DEINE AUFGABE: Aktualisiere die folgenden Daten, indem du „telegraph pole“ überall durch „power pole“ ersetzt. Gib sie danach vollständig wieder und lass alles andere unverändert.

Datensätze zur Positionsannotation
-*-*-

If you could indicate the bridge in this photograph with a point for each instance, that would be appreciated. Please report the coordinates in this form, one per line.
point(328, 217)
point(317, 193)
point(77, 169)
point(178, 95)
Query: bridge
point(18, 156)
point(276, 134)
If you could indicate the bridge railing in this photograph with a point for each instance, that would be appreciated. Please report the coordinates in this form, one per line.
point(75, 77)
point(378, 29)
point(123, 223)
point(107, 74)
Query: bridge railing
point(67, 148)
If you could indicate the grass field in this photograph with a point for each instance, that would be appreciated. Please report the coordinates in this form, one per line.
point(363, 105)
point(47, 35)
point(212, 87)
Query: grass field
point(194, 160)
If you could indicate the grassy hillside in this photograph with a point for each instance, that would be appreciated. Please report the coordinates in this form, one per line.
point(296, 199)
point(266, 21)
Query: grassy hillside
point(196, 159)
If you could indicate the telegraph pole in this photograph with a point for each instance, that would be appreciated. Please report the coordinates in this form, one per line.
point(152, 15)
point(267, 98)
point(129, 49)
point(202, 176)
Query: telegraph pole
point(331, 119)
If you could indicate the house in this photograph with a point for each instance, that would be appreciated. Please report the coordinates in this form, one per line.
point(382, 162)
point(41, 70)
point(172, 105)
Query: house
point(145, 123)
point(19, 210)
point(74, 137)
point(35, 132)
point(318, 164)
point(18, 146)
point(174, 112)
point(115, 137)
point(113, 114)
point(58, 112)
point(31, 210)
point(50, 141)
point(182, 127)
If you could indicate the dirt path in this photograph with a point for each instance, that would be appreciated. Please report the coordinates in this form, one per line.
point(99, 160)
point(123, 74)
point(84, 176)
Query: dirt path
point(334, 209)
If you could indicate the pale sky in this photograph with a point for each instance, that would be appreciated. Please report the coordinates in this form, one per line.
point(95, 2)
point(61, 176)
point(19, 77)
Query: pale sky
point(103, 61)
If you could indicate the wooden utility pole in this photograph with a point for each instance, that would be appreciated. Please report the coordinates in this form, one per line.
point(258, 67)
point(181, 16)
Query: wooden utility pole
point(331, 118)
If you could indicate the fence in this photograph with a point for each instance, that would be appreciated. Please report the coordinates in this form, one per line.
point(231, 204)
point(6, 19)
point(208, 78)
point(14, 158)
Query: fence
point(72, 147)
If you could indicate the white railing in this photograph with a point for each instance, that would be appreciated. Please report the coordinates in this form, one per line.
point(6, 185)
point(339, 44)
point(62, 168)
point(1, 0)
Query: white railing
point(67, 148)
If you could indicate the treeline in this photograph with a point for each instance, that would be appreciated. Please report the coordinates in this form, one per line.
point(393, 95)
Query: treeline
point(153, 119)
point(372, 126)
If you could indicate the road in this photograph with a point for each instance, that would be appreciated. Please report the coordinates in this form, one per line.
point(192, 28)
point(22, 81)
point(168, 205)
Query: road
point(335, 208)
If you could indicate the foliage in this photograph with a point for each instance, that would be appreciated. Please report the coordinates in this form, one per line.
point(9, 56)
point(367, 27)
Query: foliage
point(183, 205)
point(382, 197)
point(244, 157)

-*-*-

ENDERGEBNIS:
If you could indicate the bridge in this photograph with a point for each instance, that would be appreciated. Please report the coordinates in this form, one per line.
point(328, 217)
point(317, 193)
point(77, 169)
point(178, 95)
Query: bridge
point(18, 156)
point(276, 134)
If you could indicate the bridge railing in this photograph with a point for each instance, that would be appreciated. Please report the coordinates in this form, one per line.
point(75, 77)
point(378, 29)
point(123, 223)
point(107, 74)
Query: bridge railing
point(67, 148)
If you could indicate the grass field in this photograph with a point for each instance, that would be appreciated. Please report the coordinates in this form, one per line.
point(363, 105)
point(47, 35)
point(212, 87)
Query: grass field
point(194, 160)
If you could indicate the grassy hillside in this photograph with a point for each instance, that would be appreciated. Please report the coordinates in this form, one per line.
point(296, 199)
point(266, 21)
Query: grassy hillside
point(196, 159)
If you could indicate the power pole in this photograph with a point for each instance, that would be appreciated. Please report the coordinates in this form, one per line.
point(152, 15)
point(267, 98)
point(129, 49)
point(202, 176)
Query: power pole
point(331, 119)
If you could indicate the house in this photograph with a point for each instance, that would be appreciated. Please report the coordinates in this form, one per line.
point(382, 162)
point(41, 70)
point(172, 105)
Query: house
point(145, 123)
point(19, 210)
point(74, 137)
point(35, 132)
point(318, 164)
point(18, 146)
point(174, 112)
point(115, 137)
point(113, 114)
point(58, 112)
point(31, 210)
point(50, 141)
point(182, 127)
If you could indicate the dirt path in this photograph with a point for each instance, that would be appreciated. Please report the coordinates in this form, one per line.
point(99, 160)
point(123, 74)
point(84, 176)
Query: dirt path
point(334, 209)
If you could indicate the pale sky in this photograph with a point for each instance, that would be appreciated. Please report the coordinates in this form, one per line.
point(95, 2)
point(61, 176)
point(19, 77)
Query: pale sky
point(103, 61)
If you could indicate the wooden utility pole in this photograph with a point for each instance, that would be appreciated. Please report the coordinates in this form, one per line.
point(258, 67)
point(181, 16)
Query: wooden utility pole
point(331, 118)
If you could indicate the fence in this photograph with a point for each instance, that would be appreciated. Please report the coordinates in this form, one per line.
point(231, 204)
point(6, 19)
point(208, 78)
point(14, 158)
Query: fence
point(72, 147)
If you could indicate the white railing in this photograph with a point for each instance, that would be appreciated. Please report the coordinates in this form, one per line.
point(6, 185)
point(339, 44)
point(62, 168)
point(1, 0)
Query: white railing
point(67, 148)
If you could indicate the treeline in this photograph with a point for each instance, that would be appreciated. Please report the coordinates in this form, one per line.
point(393, 95)
Query: treeline
point(153, 119)
point(372, 126)
If you could indicate the road in this photograph with a point for each instance, that would be appreciated. Please report the coordinates in this form, one per line.
point(192, 28)
point(22, 81)
point(168, 205)
Query: road
point(335, 208)
If you could indicate the foliage in this photograph with a point for each instance, that would be appreciated. Please report the coordinates in this form, one per line.
point(9, 56)
point(367, 27)
Query: foliage
point(183, 205)
point(382, 197)
point(244, 157)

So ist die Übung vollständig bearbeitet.